Exercise brief:
Each entry needs to be restated exactly as written.

==========

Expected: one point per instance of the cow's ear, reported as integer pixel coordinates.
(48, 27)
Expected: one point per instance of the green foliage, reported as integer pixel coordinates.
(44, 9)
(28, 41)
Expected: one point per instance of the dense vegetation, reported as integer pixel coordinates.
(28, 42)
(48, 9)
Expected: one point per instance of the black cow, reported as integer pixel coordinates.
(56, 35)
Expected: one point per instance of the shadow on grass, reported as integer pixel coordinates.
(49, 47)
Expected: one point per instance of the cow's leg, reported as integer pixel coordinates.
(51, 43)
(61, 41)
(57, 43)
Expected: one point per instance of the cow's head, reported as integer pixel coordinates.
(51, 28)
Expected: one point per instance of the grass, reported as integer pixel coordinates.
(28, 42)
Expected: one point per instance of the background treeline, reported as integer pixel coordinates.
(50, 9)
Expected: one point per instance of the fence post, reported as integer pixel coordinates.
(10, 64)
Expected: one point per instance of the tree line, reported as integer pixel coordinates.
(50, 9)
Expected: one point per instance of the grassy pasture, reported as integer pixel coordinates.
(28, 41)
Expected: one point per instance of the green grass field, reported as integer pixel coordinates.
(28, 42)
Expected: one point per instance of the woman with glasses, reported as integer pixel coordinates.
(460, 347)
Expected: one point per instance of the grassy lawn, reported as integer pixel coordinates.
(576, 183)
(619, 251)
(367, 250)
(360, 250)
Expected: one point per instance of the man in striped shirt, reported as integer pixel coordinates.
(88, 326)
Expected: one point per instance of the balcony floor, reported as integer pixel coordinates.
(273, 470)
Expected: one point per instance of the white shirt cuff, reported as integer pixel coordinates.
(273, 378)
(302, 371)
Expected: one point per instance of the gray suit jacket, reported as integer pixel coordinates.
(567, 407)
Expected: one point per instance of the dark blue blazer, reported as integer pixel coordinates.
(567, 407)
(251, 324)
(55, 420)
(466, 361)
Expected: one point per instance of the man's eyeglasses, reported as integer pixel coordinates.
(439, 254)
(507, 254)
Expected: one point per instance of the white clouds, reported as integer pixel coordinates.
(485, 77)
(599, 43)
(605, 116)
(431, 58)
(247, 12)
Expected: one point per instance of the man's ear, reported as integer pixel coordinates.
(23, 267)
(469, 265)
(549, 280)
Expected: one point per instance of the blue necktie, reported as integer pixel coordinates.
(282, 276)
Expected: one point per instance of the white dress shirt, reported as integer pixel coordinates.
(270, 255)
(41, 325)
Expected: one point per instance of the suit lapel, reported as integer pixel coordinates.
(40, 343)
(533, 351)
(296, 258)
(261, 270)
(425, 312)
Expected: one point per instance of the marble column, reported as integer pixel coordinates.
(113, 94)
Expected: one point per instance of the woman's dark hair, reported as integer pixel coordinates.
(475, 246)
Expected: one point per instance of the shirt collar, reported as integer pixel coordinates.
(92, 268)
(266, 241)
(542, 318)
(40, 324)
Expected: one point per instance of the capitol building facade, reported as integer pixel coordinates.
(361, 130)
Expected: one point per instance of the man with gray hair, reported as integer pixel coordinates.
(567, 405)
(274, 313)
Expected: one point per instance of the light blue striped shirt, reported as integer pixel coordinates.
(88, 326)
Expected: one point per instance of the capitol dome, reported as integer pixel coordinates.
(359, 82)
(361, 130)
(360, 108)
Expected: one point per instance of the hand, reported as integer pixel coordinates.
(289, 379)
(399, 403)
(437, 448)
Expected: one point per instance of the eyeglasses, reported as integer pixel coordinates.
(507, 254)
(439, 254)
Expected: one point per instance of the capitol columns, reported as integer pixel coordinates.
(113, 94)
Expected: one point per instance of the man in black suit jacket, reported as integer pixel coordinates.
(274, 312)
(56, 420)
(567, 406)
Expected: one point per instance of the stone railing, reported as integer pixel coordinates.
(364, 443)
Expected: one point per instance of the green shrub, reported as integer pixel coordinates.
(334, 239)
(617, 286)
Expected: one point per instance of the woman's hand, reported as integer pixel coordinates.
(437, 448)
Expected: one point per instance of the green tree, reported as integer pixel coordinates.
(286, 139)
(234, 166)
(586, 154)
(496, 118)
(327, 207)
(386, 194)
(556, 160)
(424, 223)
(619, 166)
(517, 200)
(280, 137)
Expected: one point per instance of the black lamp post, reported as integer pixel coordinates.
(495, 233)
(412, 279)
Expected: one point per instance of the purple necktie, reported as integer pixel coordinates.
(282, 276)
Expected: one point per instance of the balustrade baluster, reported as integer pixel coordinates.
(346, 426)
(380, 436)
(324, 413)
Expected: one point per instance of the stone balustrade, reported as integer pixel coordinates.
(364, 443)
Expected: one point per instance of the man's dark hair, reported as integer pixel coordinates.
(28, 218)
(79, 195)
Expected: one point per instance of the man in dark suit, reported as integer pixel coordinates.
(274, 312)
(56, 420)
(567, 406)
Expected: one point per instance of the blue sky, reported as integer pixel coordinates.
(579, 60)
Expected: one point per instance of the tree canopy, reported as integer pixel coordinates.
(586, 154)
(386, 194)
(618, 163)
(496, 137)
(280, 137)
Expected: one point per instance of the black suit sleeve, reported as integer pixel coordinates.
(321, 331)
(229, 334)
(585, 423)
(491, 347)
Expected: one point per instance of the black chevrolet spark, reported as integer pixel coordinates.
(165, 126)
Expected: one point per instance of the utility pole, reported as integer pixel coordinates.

==========

Output of the exercise:
Expected: one point per instance of the cow's ear, reported as integer pixel coordinates.
(48, 27)
Expected: one point per instance of the green foliage, reported as integer pixel coordinates.
(44, 9)
(28, 41)
Expected: one point per instance of the dense vegetation, reported as integer pixel coordinates.
(28, 42)
(48, 9)
Expected: one point per instance of the black cow, reported as integer pixel coordinates.
(56, 35)
Expected: one point per instance of the shadow on grass, reported as integer pixel coordinates.
(49, 47)
Expected: one point per instance of the cow's leg, reported as integer pixel coordinates.
(51, 43)
(61, 41)
(57, 43)
Expected: one point per instance of the cow's head, reported as integer pixel coordinates.
(51, 28)
Expected: one point per instance of the grass, reported as integer pixel coordinates.
(28, 42)
Expected: one point per instance of the background treeline, reported as integer pixel coordinates.
(50, 9)
Expected: one point per instance of the fence post, reported as integer pixel coordinates.
(10, 64)
Expected: one point per instance of the tree line, reported as integer pixel coordinates.
(50, 9)
Expected: one point per instance of the grassy pasture, reported as integer pixel coordinates.
(28, 41)
Expected: one point per instance of the green grass field, reported as integer pixel coordinates.
(28, 42)
Expected: one point per instance of the woman with glasses, reported as integer pixel coordinates.
(460, 347)
Expected: one point per instance of the grassy lawn, reported as integer pixel coordinates.
(576, 183)
(619, 251)
(367, 250)
(360, 250)
Expected: one point per instance of the man in striped shirt, reported as integer pixel coordinates.
(88, 326)
Expected: one point per instance of the balcony floor, reported as integer pixel coordinates.
(273, 470)
Expected: one point per instance of the white shirt cuff, reported as integer pixel coordinates.
(273, 378)
(302, 371)
Expected: one point per instance of the gray suit jacket, reported as integer pixel coordinates.
(567, 407)
Expected: one point per instance of the dark blue blazer, reported as integer pixel coordinates.
(567, 407)
(251, 324)
(55, 420)
(466, 361)
Expected: one point per instance of the man's eyeglasses, reported as integer pixel coordinates.
(439, 254)
(507, 254)
Expected: one point per instance of the white clouds, reported as integer pixel coordinates.
(485, 77)
(599, 43)
(605, 116)
(431, 58)
(247, 12)
Expected: one point per instance of the man's ear, reported as integer pixel coordinates.
(23, 267)
(469, 265)
(549, 280)
Expected: one point per instance of the blue necktie, reported as integer pixel coordinates.
(282, 276)
Expected: one point per instance of the white dress shirt, reported as integer pixel coordinates.
(270, 255)
(41, 325)
Expected: one point per instance of the suit lapel, reported as integer pixel coordinates.
(40, 343)
(533, 351)
(296, 258)
(261, 270)
(425, 312)
Expected: one point per instance of the marble column, reported as integer pixel coordinates.
(113, 94)
Expected: one point per instance of the woman's dark hair, reported as integer pixel coordinates.
(475, 246)
Expected: one point per instance of the shirt collar, reported as integer pixel coordinates.
(92, 268)
(266, 241)
(542, 318)
(40, 324)
Expected: one point per instance of the capitol building facade, reported as integer pixel coordinates.
(361, 130)
Expected: one point per instance of the man with gray hair, reported as integer pixel coordinates.
(567, 405)
(274, 313)
Expected: one point per instance of the light blue striped shirt, reported as integer pixel coordinates.
(88, 326)
Expected: one point per instance of the capitol dome, reported as integer pixel coordinates.
(359, 82)
(361, 130)
(360, 108)
Expected: one point per instance of the hand, reported as integer pixel coordinates.
(289, 379)
(399, 403)
(437, 448)
Expected: one point per instance of the eyeglasses, reported as integer pixel coordinates.
(507, 254)
(439, 254)
Expected: one point per instance of the capitol columns, reported as integer pixel coordinates.
(113, 94)
Expected: one point per instance of the man in black suit jacket, reported as integer pixel coordinates.
(274, 312)
(56, 420)
(567, 406)
Expected: one point per instance of the stone railing, reported as integer pixel coordinates.
(364, 443)
Expected: one point per instance of the green shrub, reported as integer pixel coordinates.
(334, 239)
(617, 286)
Expected: one point per instance of the woman's hand, reported as integer pixel coordinates.
(437, 448)
Expected: one point per instance of the green tree, reported as integer pixel coordinates.
(286, 139)
(234, 166)
(586, 154)
(496, 118)
(327, 207)
(386, 194)
(556, 160)
(424, 223)
(619, 166)
(517, 200)
(280, 137)
Expected: one point per instance of the black lamp post, reported as integer pixel coordinates.
(495, 233)
(412, 279)
Expected: one point per instance of the purple necktie, reported as integer pixel coordinates.
(282, 276)
Expected: one point per instance of the balustrade baluster, reported as integer pixel coordinates.
(346, 426)
(380, 436)
(324, 413)
Expected: one point per instance of the stone balustrade, reported as integer pixel coordinates.
(364, 443)
Expected: one point per instance of the man's dark hair, reported as integer pixel coordinates.
(28, 218)
(79, 195)
Expected: one point per instance of the man in dark suit, reported as integer pixel coordinates.
(274, 312)
(56, 420)
(567, 406)
Expected: one point per instance of the blue sky, reported as integer pixel coordinates.
(579, 60)
Expected: one point per instance of the tree canopy, reported as integer pixel coordinates.
(586, 154)
(386, 194)
(618, 163)
(496, 137)
(280, 137)
Expected: one point per instance of the black suit sleeve, reported as integer pixel coordinates.
(321, 331)
(229, 334)
(585, 423)
(491, 347)
Expected: one point per instance of the black chevrolet spark, reported as integer pixel coordinates.
(165, 126)
Expected: one point per instance of the utility pole, reported as integer pixel coordinates.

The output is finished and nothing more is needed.